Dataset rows
-=-=-=-=-

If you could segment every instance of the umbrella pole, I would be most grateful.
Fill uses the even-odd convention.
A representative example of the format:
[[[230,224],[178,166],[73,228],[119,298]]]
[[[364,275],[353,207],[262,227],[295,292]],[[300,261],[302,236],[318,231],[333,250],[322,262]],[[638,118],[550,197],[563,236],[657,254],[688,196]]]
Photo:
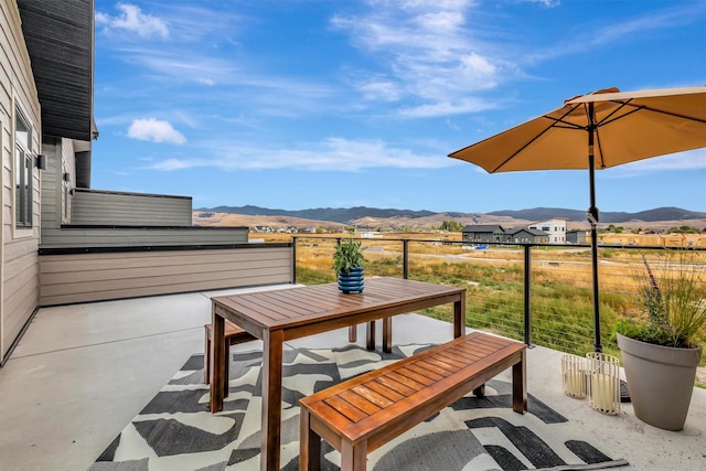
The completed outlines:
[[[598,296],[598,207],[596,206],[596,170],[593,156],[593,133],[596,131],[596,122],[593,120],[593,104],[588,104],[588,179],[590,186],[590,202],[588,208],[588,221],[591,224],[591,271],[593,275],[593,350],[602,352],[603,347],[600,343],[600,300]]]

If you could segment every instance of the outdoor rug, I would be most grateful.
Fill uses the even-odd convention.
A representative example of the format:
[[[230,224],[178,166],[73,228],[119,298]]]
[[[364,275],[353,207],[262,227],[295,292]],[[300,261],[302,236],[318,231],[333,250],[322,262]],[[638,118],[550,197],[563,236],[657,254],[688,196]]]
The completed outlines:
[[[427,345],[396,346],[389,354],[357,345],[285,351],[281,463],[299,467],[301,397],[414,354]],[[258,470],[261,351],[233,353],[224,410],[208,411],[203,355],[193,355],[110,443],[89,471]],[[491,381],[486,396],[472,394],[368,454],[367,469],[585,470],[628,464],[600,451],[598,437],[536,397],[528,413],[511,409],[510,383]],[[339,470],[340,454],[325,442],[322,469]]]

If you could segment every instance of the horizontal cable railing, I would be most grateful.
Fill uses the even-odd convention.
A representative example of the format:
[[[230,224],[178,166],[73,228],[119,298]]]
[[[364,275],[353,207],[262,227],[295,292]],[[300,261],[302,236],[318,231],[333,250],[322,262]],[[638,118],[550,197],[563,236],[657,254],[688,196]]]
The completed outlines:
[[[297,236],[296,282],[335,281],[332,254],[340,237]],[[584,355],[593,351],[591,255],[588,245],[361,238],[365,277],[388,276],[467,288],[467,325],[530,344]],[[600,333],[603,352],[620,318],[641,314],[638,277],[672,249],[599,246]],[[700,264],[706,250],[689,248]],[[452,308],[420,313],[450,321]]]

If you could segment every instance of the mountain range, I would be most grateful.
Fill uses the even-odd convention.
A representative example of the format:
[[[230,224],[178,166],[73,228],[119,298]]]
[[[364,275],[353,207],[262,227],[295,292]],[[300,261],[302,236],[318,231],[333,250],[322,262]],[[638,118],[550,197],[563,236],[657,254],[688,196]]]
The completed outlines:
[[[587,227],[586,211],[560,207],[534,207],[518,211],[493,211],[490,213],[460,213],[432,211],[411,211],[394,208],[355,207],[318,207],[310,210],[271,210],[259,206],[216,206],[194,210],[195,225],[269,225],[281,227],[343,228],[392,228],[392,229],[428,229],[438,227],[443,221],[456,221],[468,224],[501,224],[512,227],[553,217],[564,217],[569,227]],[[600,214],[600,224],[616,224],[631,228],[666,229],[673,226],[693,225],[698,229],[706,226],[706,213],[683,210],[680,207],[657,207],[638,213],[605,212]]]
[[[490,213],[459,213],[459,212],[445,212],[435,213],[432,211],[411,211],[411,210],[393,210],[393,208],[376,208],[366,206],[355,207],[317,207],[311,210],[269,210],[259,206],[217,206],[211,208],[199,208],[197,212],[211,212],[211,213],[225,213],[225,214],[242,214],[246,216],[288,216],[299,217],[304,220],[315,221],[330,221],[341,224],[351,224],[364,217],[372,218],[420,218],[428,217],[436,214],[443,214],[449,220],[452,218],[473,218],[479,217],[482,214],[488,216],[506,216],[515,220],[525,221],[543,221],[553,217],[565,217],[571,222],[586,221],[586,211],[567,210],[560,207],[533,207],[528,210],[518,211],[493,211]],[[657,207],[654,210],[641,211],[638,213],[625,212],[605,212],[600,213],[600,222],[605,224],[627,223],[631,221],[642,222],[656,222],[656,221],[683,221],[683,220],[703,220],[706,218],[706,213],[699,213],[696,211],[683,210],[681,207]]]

-=-=-=-=-

## TASK GOAL
Edit the lines from the one holding "If you could segment every instance of the mountain" through the end of the records, changing "even-odd" to "nonzero" and leaving everything else unchanged. Return only those lines.

## THE OUTPUT
If you could segment every instance of the mountain range, I would be most grateful.
Fill uses the nonzero convention.
A representative example of the format:
[[[230,224],[178,166],[73,228],[119,298]]]
[[[364,275],[353,207],[262,227],[295,292]],[[300,261],[302,236],[318,231],[333,250],[322,262]],[[638,118],[550,197],[563,236],[657,254],[688,196]]]
The completed outlines:
[[[587,227],[586,211],[560,207],[534,207],[518,211],[493,211],[490,213],[460,213],[432,211],[411,211],[394,208],[355,207],[318,207],[310,210],[271,210],[259,206],[216,206],[194,210],[195,225],[269,225],[281,227],[343,228],[392,228],[392,229],[428,229],[438,227],[443,221],[456,221],[468,224],[501,224],[512,227],[553,217],[564,217],[569,227]],[[600,214],[600,224],[616,224],[631,228],[666,229],[673,226],[693,225],[698,229],[706,226],[706,213],[683,210],[680,207],[657,207],[638,213],[605,212]]]
[[[490,213],[459,213],[459,212],[445,212],[435,213],[432,211],[411,211],[411,210],[393,210],[393,208],[376,208],[366,206],[355,207],[317,207],[311,210],[269,210],[259,206],[217,206],[211,208],[199,208],[197,212],[211,212],[211,213],[225,213],[225,214],[242,214],[246,216],[288,216],[299,217],[304,220],[315,221],[330,221],[341,224],[351,224],[364,217],[372,218],[420,218],[428,217],[436,214],[443,214],[449,220],[452,218],[473,218],[479,217],[482,214],[488,216],[506,216],[515,220],[525,221],[543,221],[553,217],[565,217],[571,222],[586,221],[586,211],[567,210],[560,207],[533,207],[528,210],[518,211],[493,211]],[[657,207],[654,210],[641,211],[638,213],[625,212],[605,212],[600,213],[600,222],[605,224],[627,223],[631,221],[642,222],[656,222],[656,221],[683,221],[683,220],[703,220],[706,218],[706,213],[699,213],[696,211],[683,210],[681,207]]]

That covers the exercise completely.